• Task to complete:
Identify every line in the data below that contains the string "positive", treating uppercase and lowercase as distinct, and reproduce each such line in full.

[Opening Data shown section]

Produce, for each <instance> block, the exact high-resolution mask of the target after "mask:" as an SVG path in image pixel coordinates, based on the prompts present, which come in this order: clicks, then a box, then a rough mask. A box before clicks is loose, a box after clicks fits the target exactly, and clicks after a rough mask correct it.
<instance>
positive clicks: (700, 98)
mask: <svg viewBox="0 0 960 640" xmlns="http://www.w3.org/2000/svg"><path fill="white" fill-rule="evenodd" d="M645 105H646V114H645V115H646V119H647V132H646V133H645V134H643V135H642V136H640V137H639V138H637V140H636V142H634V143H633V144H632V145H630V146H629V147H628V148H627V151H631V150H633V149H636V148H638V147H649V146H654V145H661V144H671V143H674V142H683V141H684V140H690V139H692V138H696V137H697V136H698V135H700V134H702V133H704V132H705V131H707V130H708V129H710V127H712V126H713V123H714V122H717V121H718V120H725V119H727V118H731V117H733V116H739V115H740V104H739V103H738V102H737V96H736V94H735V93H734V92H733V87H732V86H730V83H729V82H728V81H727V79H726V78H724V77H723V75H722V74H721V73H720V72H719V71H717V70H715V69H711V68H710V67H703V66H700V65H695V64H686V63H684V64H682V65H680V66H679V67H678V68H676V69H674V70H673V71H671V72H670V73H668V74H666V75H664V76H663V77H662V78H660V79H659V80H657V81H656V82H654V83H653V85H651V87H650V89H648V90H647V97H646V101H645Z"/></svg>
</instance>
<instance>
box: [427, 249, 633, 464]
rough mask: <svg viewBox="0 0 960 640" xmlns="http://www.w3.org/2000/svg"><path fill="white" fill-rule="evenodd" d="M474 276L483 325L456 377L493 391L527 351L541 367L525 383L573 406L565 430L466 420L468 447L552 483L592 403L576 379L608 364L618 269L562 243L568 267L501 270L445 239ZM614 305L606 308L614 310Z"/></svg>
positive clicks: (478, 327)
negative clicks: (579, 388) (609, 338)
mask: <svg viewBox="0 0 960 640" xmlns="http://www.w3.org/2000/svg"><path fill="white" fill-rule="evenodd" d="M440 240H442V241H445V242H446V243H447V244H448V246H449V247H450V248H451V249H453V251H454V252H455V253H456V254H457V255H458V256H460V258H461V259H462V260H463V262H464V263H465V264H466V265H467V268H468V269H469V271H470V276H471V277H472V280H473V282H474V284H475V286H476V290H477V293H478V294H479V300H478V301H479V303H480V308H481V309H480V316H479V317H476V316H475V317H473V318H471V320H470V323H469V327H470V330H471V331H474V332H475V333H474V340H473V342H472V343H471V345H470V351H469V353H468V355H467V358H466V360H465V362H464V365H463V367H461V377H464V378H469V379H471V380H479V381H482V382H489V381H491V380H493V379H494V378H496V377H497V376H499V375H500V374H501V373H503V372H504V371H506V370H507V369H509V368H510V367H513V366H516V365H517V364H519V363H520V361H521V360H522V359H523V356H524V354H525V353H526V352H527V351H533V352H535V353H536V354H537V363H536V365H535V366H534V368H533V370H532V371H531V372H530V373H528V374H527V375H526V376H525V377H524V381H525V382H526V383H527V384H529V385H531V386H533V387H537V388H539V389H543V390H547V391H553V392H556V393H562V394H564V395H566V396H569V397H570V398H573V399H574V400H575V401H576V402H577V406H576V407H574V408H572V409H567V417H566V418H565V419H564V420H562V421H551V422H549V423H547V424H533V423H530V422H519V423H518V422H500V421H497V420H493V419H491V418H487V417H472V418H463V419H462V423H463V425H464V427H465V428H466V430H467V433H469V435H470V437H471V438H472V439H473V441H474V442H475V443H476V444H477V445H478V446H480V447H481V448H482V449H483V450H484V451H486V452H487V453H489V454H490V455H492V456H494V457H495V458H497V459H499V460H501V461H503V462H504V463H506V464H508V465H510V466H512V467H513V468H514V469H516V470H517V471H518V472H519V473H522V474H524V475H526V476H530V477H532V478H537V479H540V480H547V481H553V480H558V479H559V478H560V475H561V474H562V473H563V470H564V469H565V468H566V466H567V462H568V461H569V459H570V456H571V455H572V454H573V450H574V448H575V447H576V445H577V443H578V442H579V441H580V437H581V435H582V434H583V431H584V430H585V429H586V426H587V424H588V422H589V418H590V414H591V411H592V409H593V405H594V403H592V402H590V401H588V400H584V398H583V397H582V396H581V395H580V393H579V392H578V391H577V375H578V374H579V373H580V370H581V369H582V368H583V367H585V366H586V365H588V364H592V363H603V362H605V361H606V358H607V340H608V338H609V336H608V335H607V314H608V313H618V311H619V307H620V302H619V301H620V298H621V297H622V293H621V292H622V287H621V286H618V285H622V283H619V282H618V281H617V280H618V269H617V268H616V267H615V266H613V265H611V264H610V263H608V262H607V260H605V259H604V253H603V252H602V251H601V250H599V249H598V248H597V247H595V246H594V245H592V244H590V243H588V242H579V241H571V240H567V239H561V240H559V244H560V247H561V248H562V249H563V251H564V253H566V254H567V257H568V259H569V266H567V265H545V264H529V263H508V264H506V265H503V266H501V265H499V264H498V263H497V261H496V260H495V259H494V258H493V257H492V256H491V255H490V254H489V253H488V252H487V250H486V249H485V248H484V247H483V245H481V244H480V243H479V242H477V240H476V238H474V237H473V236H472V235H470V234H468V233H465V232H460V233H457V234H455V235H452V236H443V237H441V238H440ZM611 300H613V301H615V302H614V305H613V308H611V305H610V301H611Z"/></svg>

[Closing Data shown section]

• Written response:
positive clicks: (700, 98)
positive clicks: (478, 327)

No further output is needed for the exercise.